Brief ▸
Each record that comes next should be output exactly; pictures do not belong in the copy.

---*---

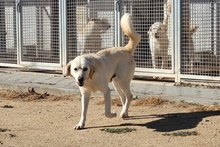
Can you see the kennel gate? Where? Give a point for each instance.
(30, 33)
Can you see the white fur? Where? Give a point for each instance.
(93, 72)
(89, 38)
(159, 43)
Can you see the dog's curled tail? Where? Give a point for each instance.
(128, 29)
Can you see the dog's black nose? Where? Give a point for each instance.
(80, 79)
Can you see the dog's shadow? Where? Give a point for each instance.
(171, 121)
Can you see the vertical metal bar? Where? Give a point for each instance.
(218, 28)
(117, 6)
(177, 34)
(63, 33)
(19, 30)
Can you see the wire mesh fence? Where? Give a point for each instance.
(30, 31)
(40, 31)
(8, 40)
(200, 37)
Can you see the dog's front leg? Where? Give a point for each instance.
(107, 96)
(84, 102)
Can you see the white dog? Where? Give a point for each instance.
(93, 72)
(89, 38)
(159, 43)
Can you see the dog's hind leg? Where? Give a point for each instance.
(84, 103)
(107, 96)
(124, 87)
(120, 92)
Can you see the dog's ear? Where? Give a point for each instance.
(67, 69)
(92, 71)
(193, 28)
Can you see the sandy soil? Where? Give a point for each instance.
(32, 119)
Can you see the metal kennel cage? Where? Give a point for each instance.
(144, 14)
(47, 34)
(8, 34)
(200, 39)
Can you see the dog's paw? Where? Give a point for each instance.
(79, 126)
(124, 115)
(110, 115)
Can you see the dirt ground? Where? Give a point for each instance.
(33, 119)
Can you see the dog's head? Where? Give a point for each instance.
(80, 69)
(192, 29)
(157, 30)
(99, 25)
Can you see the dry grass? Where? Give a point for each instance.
(151, 101)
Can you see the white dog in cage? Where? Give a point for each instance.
(159, 43)
(190, 51)
(93, 72)
(89, 38)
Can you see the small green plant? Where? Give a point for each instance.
(4, 130)
(118, 130)
(182, 133)
(8, 106)
(12, 135)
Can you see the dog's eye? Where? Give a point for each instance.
(85, 69)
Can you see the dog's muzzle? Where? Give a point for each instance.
(80, 81)
(157, 35)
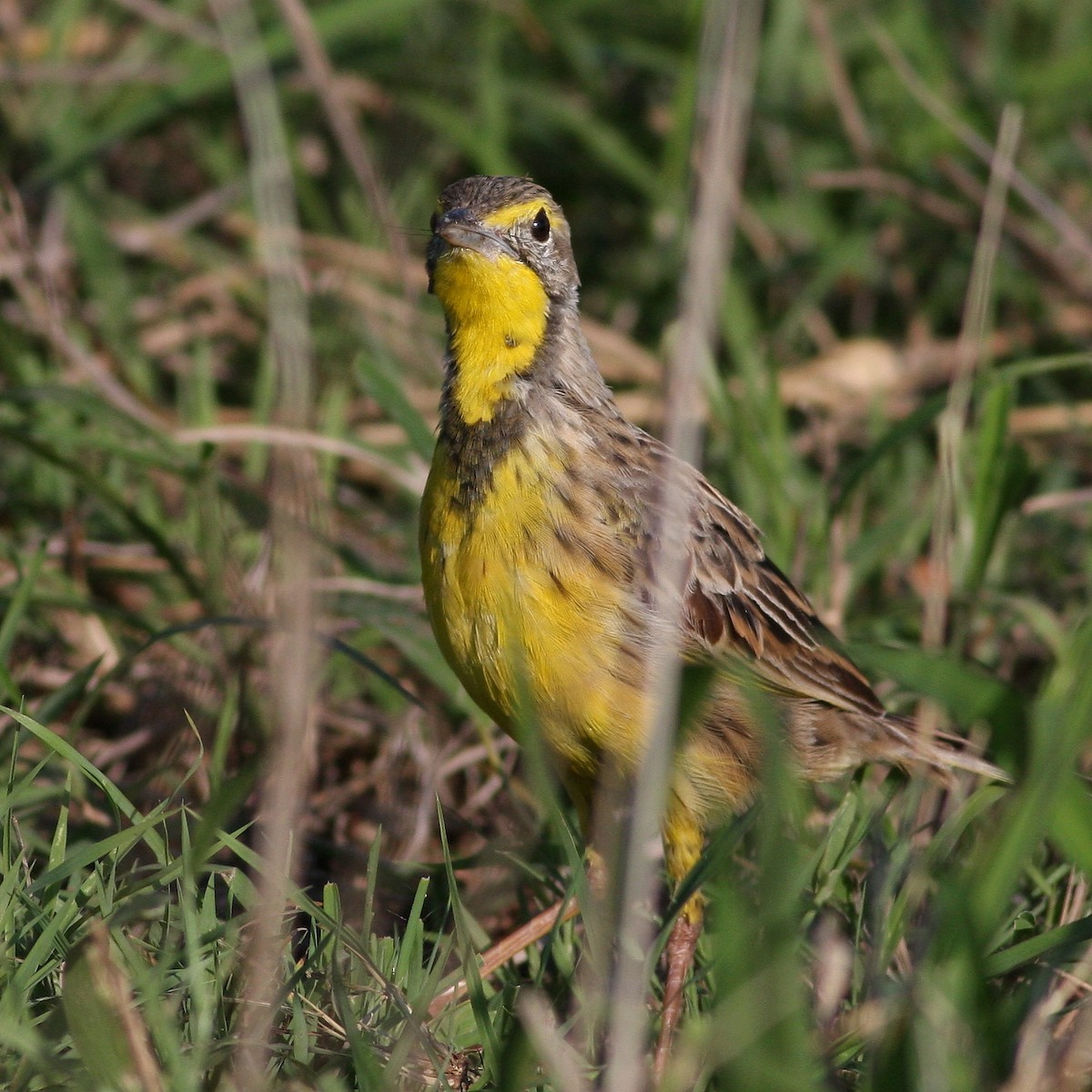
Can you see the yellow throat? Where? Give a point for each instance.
(497, 310)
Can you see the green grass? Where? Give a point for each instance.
(872, 935)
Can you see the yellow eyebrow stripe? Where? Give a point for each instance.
(511, 216)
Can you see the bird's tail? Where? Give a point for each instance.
(902, 743)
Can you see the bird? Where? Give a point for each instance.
(539, 534)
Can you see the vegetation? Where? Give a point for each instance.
(900, 398)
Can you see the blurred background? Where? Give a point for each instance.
(139, 407)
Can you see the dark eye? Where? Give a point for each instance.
(540, 227)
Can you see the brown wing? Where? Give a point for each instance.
(738, 604)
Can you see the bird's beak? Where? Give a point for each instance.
(457, 230)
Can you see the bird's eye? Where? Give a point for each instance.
(540, 227)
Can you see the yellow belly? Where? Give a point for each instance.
(535, 631)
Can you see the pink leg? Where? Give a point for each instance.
(681, 949)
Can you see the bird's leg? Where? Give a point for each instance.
(681, 949)
(682, 846)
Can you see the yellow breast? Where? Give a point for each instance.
(528, 618)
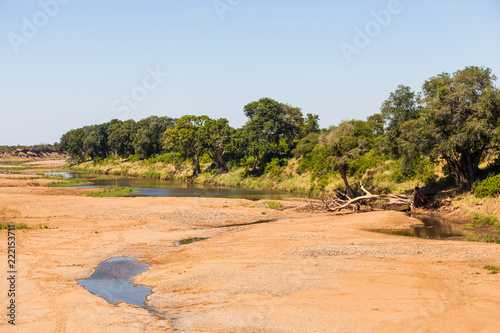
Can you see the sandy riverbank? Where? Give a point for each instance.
(302, 273)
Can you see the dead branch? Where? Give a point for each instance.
(331, 202)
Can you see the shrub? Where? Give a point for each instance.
(275, 167)
(134, 158)
(488, 187)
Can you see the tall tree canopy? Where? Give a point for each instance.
(148, 140)
(460, 119)
(215, 136)
(344, 144)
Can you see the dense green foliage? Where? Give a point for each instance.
(452, 123)
(488, 187)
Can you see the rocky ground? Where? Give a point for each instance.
(302, 272)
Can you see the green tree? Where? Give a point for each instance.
(461, 119)
(121, 138)
(148, 140)
(214, 137)
(401, 106)
(72, 143)
(96, 142)
(344, 144)
(311, 124)
(186, 136)
(272, 128)
(306, 145)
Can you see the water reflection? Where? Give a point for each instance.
(112, 281)
(165, 188)
(434, 228)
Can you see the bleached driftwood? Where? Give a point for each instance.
(332, 202)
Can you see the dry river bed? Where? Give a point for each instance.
(302, 273)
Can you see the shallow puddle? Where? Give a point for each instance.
(112, 281)
(434, 228)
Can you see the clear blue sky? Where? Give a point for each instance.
(88, 53)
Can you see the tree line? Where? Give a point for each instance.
(454, 119)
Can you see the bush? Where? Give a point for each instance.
(134, 158)
(275, 167)
(488, 187)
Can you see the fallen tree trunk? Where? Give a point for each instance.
(331, 202)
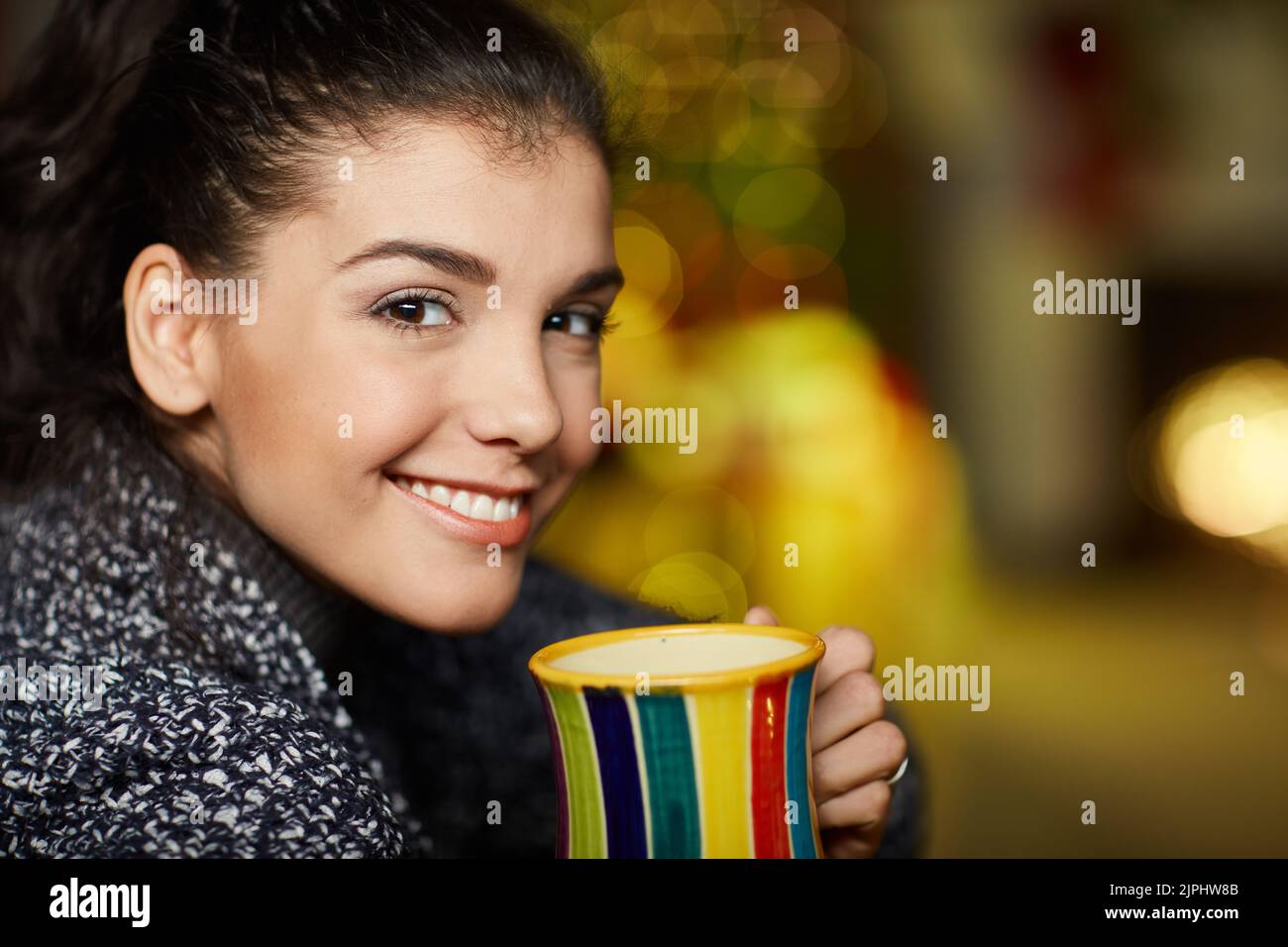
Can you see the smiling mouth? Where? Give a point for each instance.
(487, 508)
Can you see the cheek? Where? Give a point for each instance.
(578, 394)
(301, 419)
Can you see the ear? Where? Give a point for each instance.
(160, 334)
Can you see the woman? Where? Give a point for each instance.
(301, 318)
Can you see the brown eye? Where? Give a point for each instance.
(417, 312)
(583, 324)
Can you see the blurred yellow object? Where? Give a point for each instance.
(815, 488)
(1223, 450)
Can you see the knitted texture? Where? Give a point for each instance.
(219, 729)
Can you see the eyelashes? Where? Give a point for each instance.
(413, 311)
(397, 308)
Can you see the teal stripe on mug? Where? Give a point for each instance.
(673, 792)
(798, 761)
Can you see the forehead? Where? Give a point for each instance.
(443, 183)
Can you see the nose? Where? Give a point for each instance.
(511, 401)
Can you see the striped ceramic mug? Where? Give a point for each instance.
(688, 741)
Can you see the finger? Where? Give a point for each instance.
(853, 701)
(874, 753)
(864, 806)
(848, 650)
(846, 843)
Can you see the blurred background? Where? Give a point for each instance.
(819, 487)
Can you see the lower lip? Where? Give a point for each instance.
(507, 532)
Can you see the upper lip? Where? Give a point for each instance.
(472, 486)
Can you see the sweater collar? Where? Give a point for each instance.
(259, 571)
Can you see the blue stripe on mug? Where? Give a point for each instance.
(618, 771)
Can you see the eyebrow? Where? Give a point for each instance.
(465, 265)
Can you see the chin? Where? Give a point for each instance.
(460, 604)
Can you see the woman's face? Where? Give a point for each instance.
(415, 397)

---*---

Task result ▸
Can you see the kennel gate? Where? Give a point for each instance.
(30, 33)
Can you see the white fur? Where? Give a point for each instance.
(93, 72)
(89, 38)
(159, 43)
Can you see the dog's curled tail? Where? Give a point for each instance.
(128, 29)
Can you see the dog's black nose? Where? Give a point for each instance.
(80, 79)
Can you see the dog's shadow? Where? Give a point for each instance.
(171, 121)
Can you see the vertical metal bar? Where? Give a point for each instance.
(218, 28)
(117, 6)
(177, 34)
(63, 33)
(19, 30)
Can you see the wire mesh fence? Where? Give a point for each instance.
(30, 31)
(40, 31)
(8, 40)
(200, 37)
Can you see the dog's front leg? Where? Give a point for each instance.
(107, 96)
(84, 102)
Can you see the white dog? Where? Give a point for each instance.
(93, 72)
(89, 38)
(159, 43)
Can you see the dog's hind leg? Where? Give a point for each instance.
(84, 103)
(107, 96)
(124, 87)
(120, 92)
Can you see the dog's ear? Where? Give a point for each instance.
(67, 69)
(92, 71)
(193, 28)
Can you see the sandy soil? Where? Give a point for each instance.
(32, 119)
Can you see the metal kennel cage? Where? Give a point for each instance.
(144, 14)
(47, 34)
(8, 34)
(200, 39)
Can you see the dog's paw? Where? Give a point for each instance.
(79, 126)
(124, 115)
(110, 115)
Can you see the dirt ground? Where? Give a point for each instance.
(33, 119)
Can you see the dog's head? Where? Give a point for each instance.
(80, 69)
(192, 29)
(157, 30)
(99, 25)
Can you see the dry grass? Where? Give a point for each instance.
(151, 101)
Can you see the white dog in cage? Where? Give a point for each instance.
(159, 43)
(190, 51)
(93, 72)
(89, 38)
Can you see the small green plant? Where? Give a point for each instance.
(4, 130)
(118, 130)
(182, 133)
(8, 106)
(12, 135)
Can you see the dog's eye? Where? Give a point for each instance.
(85, 69)
Can you see the dog's muzzle? Where? Give a point for each instance.
(80, 81)
(157, 35)
Can you see the yellow throat? Where? Give a point for each instance.
(497, 310)
Can you see the green grass? Where? Give a point for each instance.
(872, 935)
Can you see the yellow eyebrow stripe? Where? Give a point for each instance.
(511, 216)
Can you see the bird's tail? Where? Give a point for each instance.
(902, 743)
Can you see the bird? Where? Give a point for each instance.
(539, 534)
Can you see the vegetation? Where? Give a point for each instance.
(900, 398)
Can you see the blurred background? Where? Give a point for each instance.
(139, 407)
Can you see the dark eye? Where? Give a point for each instance.
(540, 227)
Can you see the brown wing? Where? Give a point for each instance.
(738, 604)
Can you see the bird's beak? Where? Give a point for each instance.
(457, 230)
Can you see the bird's eye? Where? Give a point for each instance.
(540, 227)
Can you see the yellow belly? Where? Give a point for each instance.
(535, 631)
Can you see the pink leg? Where? Give a point for each instance.
(681, 949)
Can you see the bird's leg? Where? Give a point for each instance.
(681, 949)
(682, 846)
Can you see the yellow breast? Where? Give a point for each instance.
(528, 618)
Can you see the sandy riverbank? Where? Give a point for each instance.
(302, 273)
Can you see the dead branch? Where? Give a point for each instance.
(331, 202)
Can you see the shrub? Where? Give a point for each instance.
(275, 167)
(134, 158)
(488, 187)
Can you see the tall tree canopy? Where? Give a point for each instance.
(148, 140)
(460, 119)
(215, 136)
(344, 144)
Can you see the dense green foliage? Where? Give a point for each instance.
(452, 123)
(488, 187)
Can you see the rocky ground? Where? Give a point for each instance.
(302, 272)
Can you see the green tree? Where? Give a point for each instance.
(461, 119)
(121, 138)
(148, 140)
(214, 137)
(401, 106)
(72, 143)
(96, 142)
(344, 144)
(311, 124)
(186, 136)
(272, 128)
(306, 145)
Can you see the water reflection? Where? Give a point for each instance.
(112, 281)
(165, 188)
(434, 228)
Can you see the bleached driftwood? Where? Give a point for each instance.
(332, 202)
Can you see the dry river bed? Where? Give a point for each instance.
(302, 273)
Can you see the shallow puddle? Where? Give a point for each instance.
(112, 281)
(434, 228)
Can you see the clear blue sky? Where? Give a point for each instance.
(88, 53)
Can you see the tree line? Where? Give a point for each instance.
(454, 119)
Can you see the bush? Where? Give a point for each instance.
(134, 158)
(275, 167)
(488, 187)
Can you see the fallen tree trunk? Where? Give a point for each instance.
(331, 202)
Can you see the smiling mouth? Where? Give a point for each instance.
(487, 508)
Can you see the cheek? Where? Give a point for each instance.
(578, 394)
(301, 419)
Can you see the ear? Where? Give a point for each instance.
(160, 334)
Can you see the woman? Where? Give a point for each instance.
(301, 318)
Can you see the brown eye? Where? Give a point for each instance.
(417, 312)
(583, 324)
Can you see the blurred yellow object? Where? Give a point for each instance.
(815, 488)
(1223, 450)
Can you see the knitted texture? Where? Give a point for each instance.
(219, 729)
Can you see the eyelashes? Where? Give a point for each instance.
(413, 311)
(397, 308)
Can you see the teal stripe on mug? Where? Give a point for each instance.
(673, 792)
(798, 761)
Can you see the forehead? Where? Give a point for each instance.
(443, 183)
Can you see the nose? Where? Give a point for each instance.
(511, 401)
Can you see the striped ceramic mug? Where? Give a point for each instance.
(688, 741)
Can you see the finger? Where? Give a point for each instance.
(853, 701)
(874, 753)
(864, 806)
(848, 650)
(846, 843)
Can you see the blurred background? Where? Give a point for each instance.
(819, 487)
Can you see the lower lip? Where? Give a point for each instance.
(507, 532)
Can you see the upper lip? Where? Give a point for each instance.
(472, 486)
Can you see the sweater collar? Where? Give a point for each instance.
(259, 571)
Can you see the blue stripe on mug? Where? Give a point for each instance.
(618, 771)
Can you see the eyebrow? Where? Give a point for each instance.
(465, 265)
Can you see the chin? Where? Give a point for each instance.
(460, 604)
Can you see the woman's face? Where? Give a point for each instance.
(415, 397)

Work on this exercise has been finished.